## [YOUR OBJECTIVE]
Pick out every line in the records below that contains the word "tree" and copy each of those lines.

[Records of labeled points]
-- START --
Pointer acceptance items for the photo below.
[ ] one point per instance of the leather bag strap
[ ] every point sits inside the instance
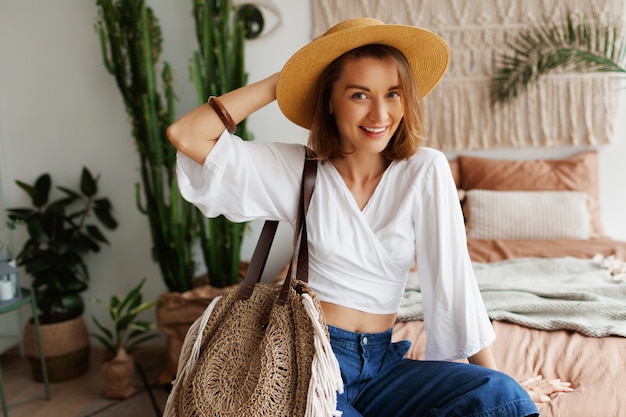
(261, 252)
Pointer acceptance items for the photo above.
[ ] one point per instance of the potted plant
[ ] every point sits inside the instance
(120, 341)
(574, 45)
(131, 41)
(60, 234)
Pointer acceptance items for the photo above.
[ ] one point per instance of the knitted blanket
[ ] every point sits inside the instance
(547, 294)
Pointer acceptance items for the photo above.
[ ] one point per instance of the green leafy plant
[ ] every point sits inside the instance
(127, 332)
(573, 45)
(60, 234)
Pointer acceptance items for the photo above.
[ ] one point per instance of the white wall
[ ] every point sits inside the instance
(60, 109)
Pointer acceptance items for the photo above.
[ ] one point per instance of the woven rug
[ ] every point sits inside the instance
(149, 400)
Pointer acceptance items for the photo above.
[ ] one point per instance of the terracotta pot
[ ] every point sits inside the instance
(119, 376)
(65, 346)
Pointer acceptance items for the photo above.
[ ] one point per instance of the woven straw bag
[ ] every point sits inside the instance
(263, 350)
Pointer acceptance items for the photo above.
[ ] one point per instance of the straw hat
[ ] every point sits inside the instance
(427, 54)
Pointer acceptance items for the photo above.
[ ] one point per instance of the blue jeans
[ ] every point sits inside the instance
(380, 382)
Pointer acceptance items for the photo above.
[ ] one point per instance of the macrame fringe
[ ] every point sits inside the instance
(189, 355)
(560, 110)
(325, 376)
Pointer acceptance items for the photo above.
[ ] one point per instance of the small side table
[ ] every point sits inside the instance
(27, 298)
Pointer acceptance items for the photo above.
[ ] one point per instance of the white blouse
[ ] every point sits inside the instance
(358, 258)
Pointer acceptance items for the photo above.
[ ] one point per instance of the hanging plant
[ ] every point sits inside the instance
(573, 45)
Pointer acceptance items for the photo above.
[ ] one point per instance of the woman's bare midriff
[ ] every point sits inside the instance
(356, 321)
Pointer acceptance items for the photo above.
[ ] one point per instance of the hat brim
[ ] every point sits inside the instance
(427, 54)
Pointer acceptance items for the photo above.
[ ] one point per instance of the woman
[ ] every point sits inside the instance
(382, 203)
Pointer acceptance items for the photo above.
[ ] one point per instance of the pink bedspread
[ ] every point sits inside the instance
-- END --
-- START --
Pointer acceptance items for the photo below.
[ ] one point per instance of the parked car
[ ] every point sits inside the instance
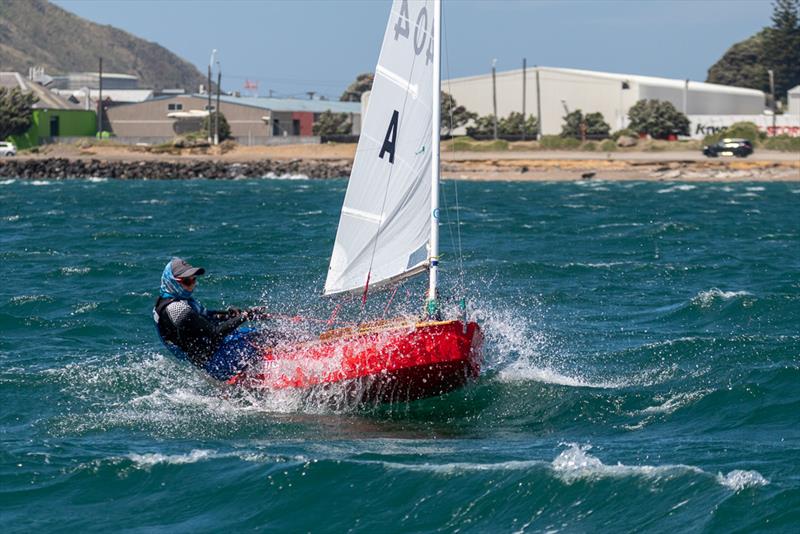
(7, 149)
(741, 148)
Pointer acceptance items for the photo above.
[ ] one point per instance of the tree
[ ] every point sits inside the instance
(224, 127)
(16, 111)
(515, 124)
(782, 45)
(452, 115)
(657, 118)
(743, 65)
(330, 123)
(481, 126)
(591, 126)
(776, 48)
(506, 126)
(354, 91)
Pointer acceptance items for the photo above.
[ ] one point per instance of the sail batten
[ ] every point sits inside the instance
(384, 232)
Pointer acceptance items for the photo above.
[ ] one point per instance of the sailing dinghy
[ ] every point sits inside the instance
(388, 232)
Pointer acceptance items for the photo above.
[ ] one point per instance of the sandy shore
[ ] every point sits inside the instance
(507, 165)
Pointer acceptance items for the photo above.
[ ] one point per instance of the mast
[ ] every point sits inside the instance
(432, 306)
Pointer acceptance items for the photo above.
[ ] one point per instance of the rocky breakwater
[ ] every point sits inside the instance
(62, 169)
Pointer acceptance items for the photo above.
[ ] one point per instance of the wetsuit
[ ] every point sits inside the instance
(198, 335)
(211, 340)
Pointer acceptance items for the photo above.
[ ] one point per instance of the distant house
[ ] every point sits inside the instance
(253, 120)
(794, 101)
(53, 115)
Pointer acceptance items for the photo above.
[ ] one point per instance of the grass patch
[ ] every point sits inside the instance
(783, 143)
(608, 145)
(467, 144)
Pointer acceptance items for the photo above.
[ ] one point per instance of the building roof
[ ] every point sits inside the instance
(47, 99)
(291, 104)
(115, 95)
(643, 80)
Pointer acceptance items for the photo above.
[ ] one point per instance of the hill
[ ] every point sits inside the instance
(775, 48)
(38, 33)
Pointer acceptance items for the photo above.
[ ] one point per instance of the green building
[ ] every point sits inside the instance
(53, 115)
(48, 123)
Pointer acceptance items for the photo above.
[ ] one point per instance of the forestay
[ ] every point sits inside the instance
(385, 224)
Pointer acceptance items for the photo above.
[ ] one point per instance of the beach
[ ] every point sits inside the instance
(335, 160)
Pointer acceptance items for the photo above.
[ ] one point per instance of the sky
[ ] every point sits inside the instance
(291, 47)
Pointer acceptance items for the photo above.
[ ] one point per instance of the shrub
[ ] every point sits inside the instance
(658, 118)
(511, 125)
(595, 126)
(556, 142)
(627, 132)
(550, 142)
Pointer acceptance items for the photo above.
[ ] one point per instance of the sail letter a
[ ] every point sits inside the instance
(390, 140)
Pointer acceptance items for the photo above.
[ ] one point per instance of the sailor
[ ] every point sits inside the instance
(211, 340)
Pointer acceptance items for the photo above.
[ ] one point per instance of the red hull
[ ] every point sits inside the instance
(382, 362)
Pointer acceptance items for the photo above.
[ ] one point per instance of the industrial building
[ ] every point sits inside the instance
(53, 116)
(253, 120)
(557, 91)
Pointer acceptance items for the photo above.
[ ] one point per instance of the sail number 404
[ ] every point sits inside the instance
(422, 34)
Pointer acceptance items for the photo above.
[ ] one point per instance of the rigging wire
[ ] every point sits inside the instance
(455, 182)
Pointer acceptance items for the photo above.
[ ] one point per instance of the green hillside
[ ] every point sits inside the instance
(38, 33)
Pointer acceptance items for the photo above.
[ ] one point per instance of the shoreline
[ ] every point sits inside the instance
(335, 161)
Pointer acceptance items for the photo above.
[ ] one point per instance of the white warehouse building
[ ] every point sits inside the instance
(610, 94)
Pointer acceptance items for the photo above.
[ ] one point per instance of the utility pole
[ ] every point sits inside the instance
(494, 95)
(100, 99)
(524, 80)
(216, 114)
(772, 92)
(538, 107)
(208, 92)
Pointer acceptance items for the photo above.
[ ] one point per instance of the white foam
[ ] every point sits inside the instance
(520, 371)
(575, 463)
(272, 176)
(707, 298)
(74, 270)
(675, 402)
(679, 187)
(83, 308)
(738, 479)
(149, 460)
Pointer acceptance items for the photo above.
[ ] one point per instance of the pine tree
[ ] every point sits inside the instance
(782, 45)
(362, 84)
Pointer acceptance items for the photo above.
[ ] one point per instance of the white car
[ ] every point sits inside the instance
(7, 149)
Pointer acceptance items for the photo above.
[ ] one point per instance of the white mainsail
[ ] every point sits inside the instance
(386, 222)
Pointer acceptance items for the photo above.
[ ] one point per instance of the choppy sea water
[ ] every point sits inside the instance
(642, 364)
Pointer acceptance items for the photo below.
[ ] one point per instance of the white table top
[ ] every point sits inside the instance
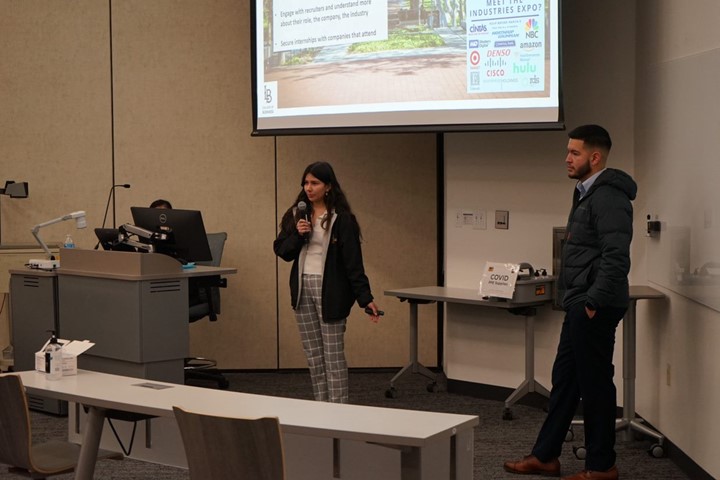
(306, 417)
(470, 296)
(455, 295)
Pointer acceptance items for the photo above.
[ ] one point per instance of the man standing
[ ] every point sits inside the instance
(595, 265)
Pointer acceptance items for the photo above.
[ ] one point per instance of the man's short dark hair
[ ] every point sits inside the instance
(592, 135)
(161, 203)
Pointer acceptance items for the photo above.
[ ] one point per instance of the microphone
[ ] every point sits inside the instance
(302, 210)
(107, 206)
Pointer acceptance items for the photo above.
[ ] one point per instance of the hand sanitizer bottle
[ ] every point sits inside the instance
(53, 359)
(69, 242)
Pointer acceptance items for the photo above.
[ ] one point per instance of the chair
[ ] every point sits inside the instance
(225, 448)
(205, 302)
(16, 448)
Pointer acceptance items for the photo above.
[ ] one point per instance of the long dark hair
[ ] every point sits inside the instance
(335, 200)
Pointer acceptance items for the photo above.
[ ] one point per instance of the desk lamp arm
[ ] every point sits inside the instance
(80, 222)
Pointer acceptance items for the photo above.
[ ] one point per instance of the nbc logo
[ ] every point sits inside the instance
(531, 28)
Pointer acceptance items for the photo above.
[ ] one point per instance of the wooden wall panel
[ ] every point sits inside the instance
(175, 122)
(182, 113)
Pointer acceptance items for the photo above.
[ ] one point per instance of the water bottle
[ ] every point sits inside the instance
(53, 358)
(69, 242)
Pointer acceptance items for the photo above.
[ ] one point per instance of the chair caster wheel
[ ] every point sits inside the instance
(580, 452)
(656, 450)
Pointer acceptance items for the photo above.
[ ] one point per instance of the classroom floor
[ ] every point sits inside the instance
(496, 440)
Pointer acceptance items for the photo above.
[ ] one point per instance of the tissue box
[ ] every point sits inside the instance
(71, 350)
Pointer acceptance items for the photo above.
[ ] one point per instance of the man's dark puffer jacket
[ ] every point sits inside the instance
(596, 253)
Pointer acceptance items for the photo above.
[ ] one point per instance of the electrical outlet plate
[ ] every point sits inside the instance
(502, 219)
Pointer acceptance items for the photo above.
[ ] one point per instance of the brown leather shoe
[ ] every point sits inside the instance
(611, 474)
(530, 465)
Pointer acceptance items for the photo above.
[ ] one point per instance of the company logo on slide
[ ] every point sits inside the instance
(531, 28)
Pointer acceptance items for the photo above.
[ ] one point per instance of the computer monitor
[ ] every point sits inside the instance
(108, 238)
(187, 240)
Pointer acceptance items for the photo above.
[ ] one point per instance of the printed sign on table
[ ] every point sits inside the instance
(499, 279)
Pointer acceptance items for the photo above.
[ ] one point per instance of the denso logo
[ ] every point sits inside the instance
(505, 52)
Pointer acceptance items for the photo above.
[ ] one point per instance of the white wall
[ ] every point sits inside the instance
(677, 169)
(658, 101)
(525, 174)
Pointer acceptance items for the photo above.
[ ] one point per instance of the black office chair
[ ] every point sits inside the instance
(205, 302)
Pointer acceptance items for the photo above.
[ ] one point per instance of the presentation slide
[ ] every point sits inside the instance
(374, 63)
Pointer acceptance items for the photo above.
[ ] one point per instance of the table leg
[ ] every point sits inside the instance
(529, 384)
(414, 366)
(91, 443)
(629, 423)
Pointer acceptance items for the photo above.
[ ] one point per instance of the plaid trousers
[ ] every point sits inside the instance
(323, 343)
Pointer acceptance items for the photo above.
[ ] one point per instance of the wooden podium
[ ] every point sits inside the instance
-- END --
## [RESULT FOR THIS TASK]
[ ] one point per instance of the tree
[ ] one point per instance of the pine tree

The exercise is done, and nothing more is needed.